点の配置の記録
━━━━━━━━━━━━━━━━

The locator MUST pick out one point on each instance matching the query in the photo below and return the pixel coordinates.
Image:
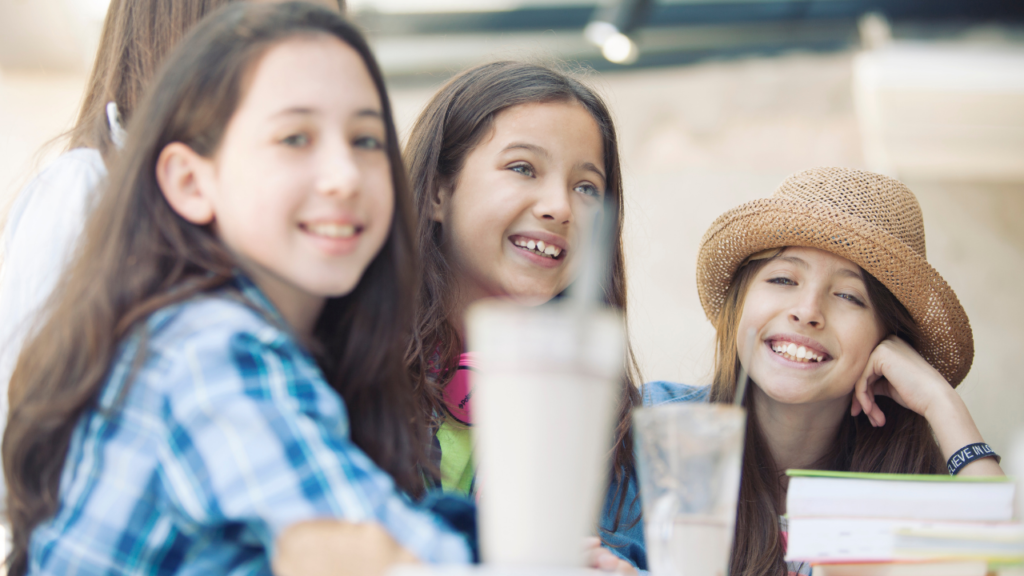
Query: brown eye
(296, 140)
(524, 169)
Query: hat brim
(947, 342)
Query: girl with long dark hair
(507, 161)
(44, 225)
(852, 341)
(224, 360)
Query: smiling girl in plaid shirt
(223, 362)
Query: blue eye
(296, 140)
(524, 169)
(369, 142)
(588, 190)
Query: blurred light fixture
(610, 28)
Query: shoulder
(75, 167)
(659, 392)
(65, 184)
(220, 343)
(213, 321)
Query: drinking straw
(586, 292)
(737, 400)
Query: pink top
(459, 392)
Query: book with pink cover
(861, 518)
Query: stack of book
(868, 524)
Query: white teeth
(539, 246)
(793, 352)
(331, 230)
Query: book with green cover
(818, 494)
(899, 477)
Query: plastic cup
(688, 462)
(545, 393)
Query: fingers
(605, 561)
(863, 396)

━━━━━━━━━━━━━━━━

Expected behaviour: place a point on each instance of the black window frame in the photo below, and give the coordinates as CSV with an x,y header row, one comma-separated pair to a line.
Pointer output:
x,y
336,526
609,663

━━━━━━━━━━━━━━━━

--- 与えられた課題 ---
上の記録から、文字列「pink」を含む行をすべて抜き出し、そのまま書き写すこと。

--- 練習の解答 ---
Query: pink top
Query: book with pink cover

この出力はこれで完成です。